*Rows taken from a collection*.
****************

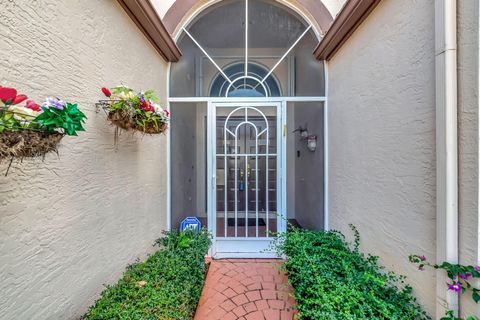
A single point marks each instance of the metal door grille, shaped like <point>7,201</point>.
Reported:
<point>246,157</point>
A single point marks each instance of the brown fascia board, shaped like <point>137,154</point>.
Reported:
<point>147,20</point>
<point>353,13</point>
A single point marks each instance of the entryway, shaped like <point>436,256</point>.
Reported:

****************

*The task*. Update the rows from the line containing "A single point marks each instance of the entryway, shaped" through the end of the rows, replacing "entryway" with "doorway" and keeping everything else the same.

*Full answer*.
A single point marks each instance of the doorway, shaped like <point>436,256</point>.
Reported:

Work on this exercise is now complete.